start EXERCISE INPUT

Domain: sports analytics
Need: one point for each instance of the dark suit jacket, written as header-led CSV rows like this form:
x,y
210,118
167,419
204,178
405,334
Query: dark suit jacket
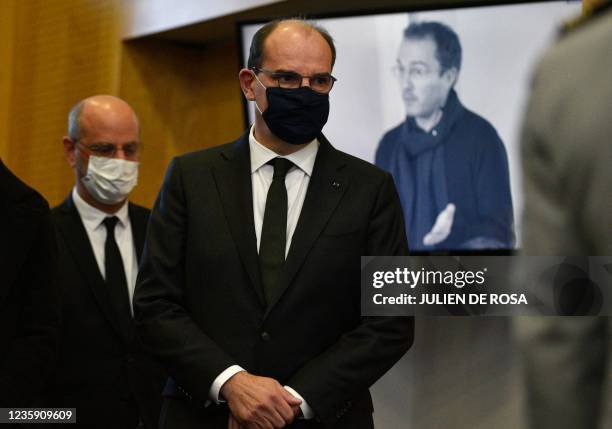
x,y
29,310
199,302
102,370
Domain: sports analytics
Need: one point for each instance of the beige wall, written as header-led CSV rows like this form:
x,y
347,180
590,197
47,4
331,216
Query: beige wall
x,y
187,98
59,52
56,52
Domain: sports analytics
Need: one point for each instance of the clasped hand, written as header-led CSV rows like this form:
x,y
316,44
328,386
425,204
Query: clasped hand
x,y
258,402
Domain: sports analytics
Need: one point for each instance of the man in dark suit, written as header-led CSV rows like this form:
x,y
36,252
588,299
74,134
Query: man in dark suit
x,y
29,308
249,289
102,369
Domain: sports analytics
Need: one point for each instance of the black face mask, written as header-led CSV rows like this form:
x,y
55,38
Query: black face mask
x,y
296,116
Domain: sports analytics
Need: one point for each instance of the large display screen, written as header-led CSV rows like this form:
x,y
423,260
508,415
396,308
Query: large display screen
x,y
437,98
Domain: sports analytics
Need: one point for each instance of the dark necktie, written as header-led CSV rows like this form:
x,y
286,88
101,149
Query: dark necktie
x,y
115,275
274,229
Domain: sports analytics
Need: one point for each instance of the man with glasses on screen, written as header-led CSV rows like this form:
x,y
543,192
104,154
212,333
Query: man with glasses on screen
x,y
449,164
102,370
250,286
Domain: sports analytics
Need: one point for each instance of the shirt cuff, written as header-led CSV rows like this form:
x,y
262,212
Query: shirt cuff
x,y
218,383
307,412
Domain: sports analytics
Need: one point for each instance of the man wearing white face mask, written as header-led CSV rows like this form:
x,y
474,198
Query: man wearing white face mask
x,y
102,369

end EXERCISE INPUT

PROBLEM DESCRIPTION - Pick out each line of the records above that contains the word "this" and copy those lines.

FULL ANSWER -
Need: one point for each instance of the dark suit jacket, written as header-led CSV rows like this form:
Need: one point for each instance of the beige wall, written as header-led CSV rows like this form:
Need: one point for each instance of the clasped hand, written as header-led CSV rows like this form:
Need: one point for each instance of the man in dark suit, written as header-led CSV rows like this form:
Need: one point for each instance of the black face mask, written as header-led CSV rows like this form:
Need: one point for each instance of the large display screen, written as header-led CSV rows like this form:
Need: one point for each instance of the dark necktie, written as header-led CSV rows like this form:
Need: one point for each instance of the man with glasses on screen, written as header-led CSV rows like this form:
Need: one point for each instance of the shirt cuff, written as header-led CSV rows like this form:
Need: one point for each instance of the man wearing white face mask, written as header-led CSV rows like this form:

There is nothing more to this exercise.